The quality of the best lean pork, careful manufacture and the climatic conditions of the Barcelona county of La Plana de Vic, which hugely influence its curing, give the Vic salchichón sausage its unmistakable aroma and flavour which have won it the international fame it deserves.
To make it, meat and bacon from top-quality white pigs is used together with white and black pepper and salt, all macerated for at least 48 hours and packed in natural skins. The nearby Montseny mountains, which generate a gentle but continuous breeze and cause a great deal of mist, influence the curing of the pieces for 45 days, during which they acquire the sensory qualities that have made them so highly prized. The mixture is perfectly bound together and is very aromatic and tasty. They are presented in candle shapes, 7-8cm in diameter and between 50 and 60cm long.
From
In the area where this product is made, limited to La Plana de Vic, there are 28 villages which are the only ones which can make this exclusive meat product. The area is a wide thoroughfare between the Pyrenees and the coastal plain, at an altitude ranging between 400 and 600 metres above sea level.
Nutritional information
Energy - Average
Cholesterol - High
Rich in lipids and proteins.
Type of product
Meat
Season
All year round
To drink with it
Young red wines or those aged in wood.
Where to buy
Shops specialising in quality meat products.
+---+
- Task requirements
Decide whether each statement agrees with the text on Vic salchichón. Answer yes or no for each and quote the words of the text that settle it. (a) The pieces are cured for 45 days. (b) The meat, bacon, pepper and salt are macerated for at least 24 hours. (c) Twenty-eight villages are the only ones permitted to make the product.
+---+
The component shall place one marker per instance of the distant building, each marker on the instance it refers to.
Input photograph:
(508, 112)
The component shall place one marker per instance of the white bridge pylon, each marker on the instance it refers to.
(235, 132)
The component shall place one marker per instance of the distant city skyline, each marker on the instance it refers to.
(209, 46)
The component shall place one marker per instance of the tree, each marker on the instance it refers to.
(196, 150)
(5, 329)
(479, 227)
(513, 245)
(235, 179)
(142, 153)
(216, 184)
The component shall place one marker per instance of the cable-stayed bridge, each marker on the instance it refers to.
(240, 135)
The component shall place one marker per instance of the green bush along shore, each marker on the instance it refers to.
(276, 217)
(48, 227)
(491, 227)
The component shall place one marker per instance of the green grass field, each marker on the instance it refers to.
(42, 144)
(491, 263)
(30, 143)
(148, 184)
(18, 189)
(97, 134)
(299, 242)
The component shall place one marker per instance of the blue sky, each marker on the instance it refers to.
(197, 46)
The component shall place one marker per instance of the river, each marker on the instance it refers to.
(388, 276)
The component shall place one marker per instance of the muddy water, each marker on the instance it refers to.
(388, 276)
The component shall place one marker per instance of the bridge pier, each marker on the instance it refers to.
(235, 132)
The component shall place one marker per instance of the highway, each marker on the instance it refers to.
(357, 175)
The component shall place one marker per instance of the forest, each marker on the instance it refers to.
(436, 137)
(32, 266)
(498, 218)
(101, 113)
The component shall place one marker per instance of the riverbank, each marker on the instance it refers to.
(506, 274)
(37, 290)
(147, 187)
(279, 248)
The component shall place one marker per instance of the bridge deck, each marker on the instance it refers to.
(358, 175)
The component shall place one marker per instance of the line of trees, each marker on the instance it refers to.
+---+
- Finished exercise
(a) Yes: "influence the curing of the pieces for 45 days"
(b) No: "all macerated for at least 48 hours"
(c) Yes: "there are 28 villages which are the only ones which can make this exclusive meat product"